## WRITTEN EXERCISE:
Write out the lines below, word for word, covering only the stretch from the line containing "Exercise. Point to every instance of the white sock" through the line containing "Exercise. Point to every instance of the striped", both included.
-------- EXERCISE MATERIALS
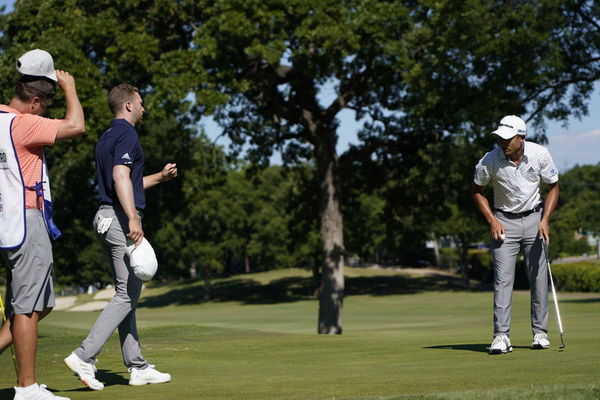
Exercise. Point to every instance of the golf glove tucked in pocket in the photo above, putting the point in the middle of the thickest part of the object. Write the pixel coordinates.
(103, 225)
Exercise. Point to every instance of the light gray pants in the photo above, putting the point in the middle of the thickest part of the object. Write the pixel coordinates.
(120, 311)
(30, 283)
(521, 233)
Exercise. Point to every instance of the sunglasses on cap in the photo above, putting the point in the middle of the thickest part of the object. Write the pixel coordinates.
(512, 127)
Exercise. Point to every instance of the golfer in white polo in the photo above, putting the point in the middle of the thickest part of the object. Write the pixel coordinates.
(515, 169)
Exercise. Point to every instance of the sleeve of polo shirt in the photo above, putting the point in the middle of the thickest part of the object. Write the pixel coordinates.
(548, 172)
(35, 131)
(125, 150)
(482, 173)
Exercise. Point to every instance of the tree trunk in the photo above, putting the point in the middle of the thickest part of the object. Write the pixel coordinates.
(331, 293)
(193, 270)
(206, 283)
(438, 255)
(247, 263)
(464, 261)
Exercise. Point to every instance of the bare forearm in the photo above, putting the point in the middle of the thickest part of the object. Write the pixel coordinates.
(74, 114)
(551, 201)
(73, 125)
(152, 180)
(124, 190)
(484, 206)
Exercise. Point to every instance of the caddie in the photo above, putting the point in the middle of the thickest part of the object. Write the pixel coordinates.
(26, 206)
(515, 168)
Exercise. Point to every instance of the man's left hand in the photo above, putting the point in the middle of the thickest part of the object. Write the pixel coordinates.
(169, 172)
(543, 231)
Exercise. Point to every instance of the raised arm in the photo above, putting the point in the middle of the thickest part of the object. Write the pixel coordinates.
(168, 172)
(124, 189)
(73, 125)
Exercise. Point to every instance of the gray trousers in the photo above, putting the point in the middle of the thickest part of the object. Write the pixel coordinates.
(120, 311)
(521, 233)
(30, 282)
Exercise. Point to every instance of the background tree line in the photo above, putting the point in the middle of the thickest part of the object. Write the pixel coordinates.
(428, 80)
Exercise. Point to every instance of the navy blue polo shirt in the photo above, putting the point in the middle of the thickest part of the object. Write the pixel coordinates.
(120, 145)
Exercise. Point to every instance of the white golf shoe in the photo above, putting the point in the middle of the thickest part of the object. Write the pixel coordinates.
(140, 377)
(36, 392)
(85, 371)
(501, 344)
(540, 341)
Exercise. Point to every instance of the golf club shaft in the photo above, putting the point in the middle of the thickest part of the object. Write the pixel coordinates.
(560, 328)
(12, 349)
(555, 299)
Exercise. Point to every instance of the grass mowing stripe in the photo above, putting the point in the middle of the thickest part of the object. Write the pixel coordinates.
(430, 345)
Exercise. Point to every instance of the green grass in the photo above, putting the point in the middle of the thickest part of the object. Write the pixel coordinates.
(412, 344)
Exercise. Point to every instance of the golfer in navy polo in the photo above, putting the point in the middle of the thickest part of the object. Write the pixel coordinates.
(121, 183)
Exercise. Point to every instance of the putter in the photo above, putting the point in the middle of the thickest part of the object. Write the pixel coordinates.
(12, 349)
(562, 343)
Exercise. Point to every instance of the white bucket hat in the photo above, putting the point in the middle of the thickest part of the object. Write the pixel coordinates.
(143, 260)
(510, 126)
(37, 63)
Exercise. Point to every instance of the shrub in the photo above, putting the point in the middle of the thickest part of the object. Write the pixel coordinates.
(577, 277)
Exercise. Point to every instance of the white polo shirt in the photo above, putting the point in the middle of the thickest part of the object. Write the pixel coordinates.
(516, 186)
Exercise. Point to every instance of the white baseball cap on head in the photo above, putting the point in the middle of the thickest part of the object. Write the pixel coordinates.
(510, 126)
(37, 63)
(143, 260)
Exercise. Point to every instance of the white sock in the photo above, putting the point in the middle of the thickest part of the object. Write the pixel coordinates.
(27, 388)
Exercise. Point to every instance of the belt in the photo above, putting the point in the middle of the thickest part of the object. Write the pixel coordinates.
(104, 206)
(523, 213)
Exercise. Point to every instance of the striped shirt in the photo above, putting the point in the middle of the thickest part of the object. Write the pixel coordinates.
----------------
-------- EXERCISE MATERIALS
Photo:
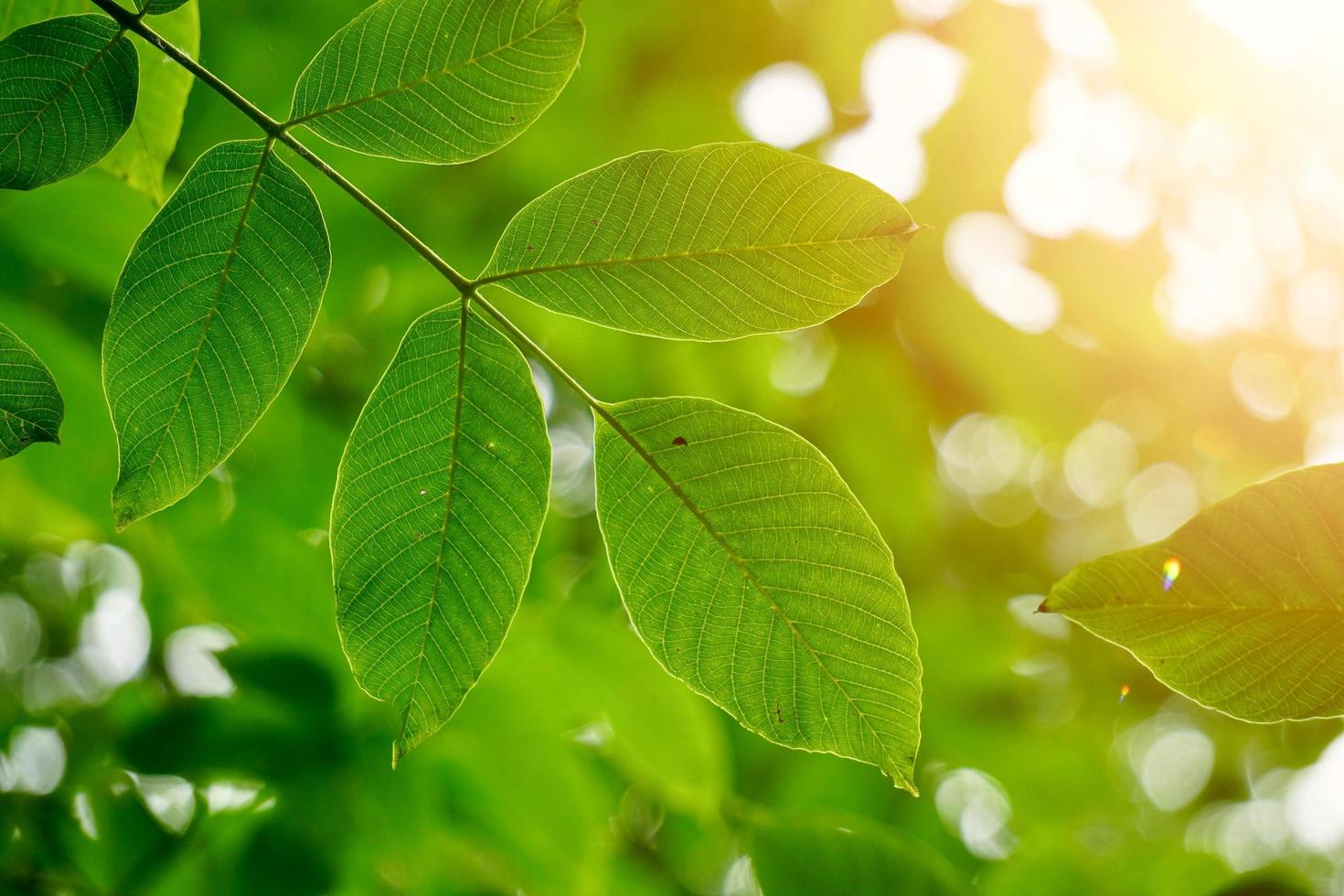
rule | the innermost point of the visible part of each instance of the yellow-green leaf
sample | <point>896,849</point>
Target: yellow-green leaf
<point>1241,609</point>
----------------
## RESPONSE BELOW:
Exercise. Point to every instance of the white sock in the photo above, putting the point in the middle of the thickest part of the object. Write the pixel coordinates.
(27, 388)
Exercise. Point to every instance of the belt in the photo above, putting the point in the middle of the thickest part of the object. Write the pixel coordinates.
(104, 206)
(523, 213)
Exercise. Point to every instance of the striped shirt in the photo above, putting the point in the middle of the thickest part of the object. Write the pixel coordinates.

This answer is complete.